AVAILABLE DATA »

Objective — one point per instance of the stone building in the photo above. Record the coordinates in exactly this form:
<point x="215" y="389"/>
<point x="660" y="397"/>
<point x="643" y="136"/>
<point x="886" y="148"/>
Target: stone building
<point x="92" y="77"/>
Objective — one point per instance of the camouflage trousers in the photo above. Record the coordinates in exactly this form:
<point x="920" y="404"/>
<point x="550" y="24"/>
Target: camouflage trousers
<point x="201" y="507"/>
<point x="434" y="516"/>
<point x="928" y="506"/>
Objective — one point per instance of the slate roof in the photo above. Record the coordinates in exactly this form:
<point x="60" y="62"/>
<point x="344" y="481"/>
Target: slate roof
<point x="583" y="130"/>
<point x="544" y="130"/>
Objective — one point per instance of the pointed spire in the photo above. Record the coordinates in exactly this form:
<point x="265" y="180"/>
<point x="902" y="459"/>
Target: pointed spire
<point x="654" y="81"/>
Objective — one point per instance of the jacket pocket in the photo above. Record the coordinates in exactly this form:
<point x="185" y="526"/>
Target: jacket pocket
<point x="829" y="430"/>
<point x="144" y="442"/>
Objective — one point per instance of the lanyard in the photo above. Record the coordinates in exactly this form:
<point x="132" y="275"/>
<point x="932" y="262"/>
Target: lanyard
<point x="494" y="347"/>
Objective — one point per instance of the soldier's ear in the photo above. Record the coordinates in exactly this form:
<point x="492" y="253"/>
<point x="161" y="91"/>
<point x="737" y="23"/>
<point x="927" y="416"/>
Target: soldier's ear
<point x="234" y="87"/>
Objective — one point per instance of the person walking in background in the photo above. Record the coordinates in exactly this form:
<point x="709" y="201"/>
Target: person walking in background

EXERCISE DIRECTIONS » Write out the full listing, keeping every line exactly as it is.

SOLUTION TO THIS PROBLEM »
Objective — one point per instance of the stone building in the photo above. Record the coordinates in exactly this form:
<point x="215" y="389"/>
<point x="660" y="397"/>
<point x="643" y="136"/>
<point x="886" y="148"/>
Target: stone building
<point x="92" y="77"/>
Objective — one point per instance of the camouflage trousers in the photo above. Record the coordinates in exactly this form:
<point x="920" y="404"/>
<point x="550" y="24"/>
Target: camouflage trousers
<point x="201" y="507"/>
<point x="434" y="516"/>
<point x="928" y="506"/>
Objective — one point per instance of the slate roof in the photo above. Record the coordinates in exactly this form:
<point x="60" y="62"/>
<point x="344" y="481"/>
Target: slate roof
<point x="583" y="130"/>
<point x="544" y="130"/>
Objective — one point per instance of the pointed spire in the photo above. Record the coordinates in exactly this form:
<point x="265" y="180"/>
<point x="902" y="459"/>
Target: pointed spire
<point x="654" y="81"/>
Objective — one point per instance of the jacket pocket in the photo above. Record the coordinates in exactly this form:
<point x="185" y="526"/>
Target: jacket pocket
<point x="829" y="430"/>
<point x="144" y="442"/>
Objective — one point per instance of the lanyard in the photo above. Record the coordinates in exactly this form:
<point x="132" y="275"/>
<point x="932" y="262"/>
Target: lanyard
<point x="494" y="347"/>
Objective — one point per instance of the soldier's ear in the photo above. Record the coordinates in exactly this form:
<point x="492" y="253"/>
<point x="161" y="91"/>
<point x="737" y="23"/>
<point x="927" y="416"/>
Target: soldier's ear
<point x="234" y="87"/>
Objective — one point per instance of the person walking in background in the photo above. Record the coordinates in exactly this form:
<point x="709" y="201"/>
Target: person walking in background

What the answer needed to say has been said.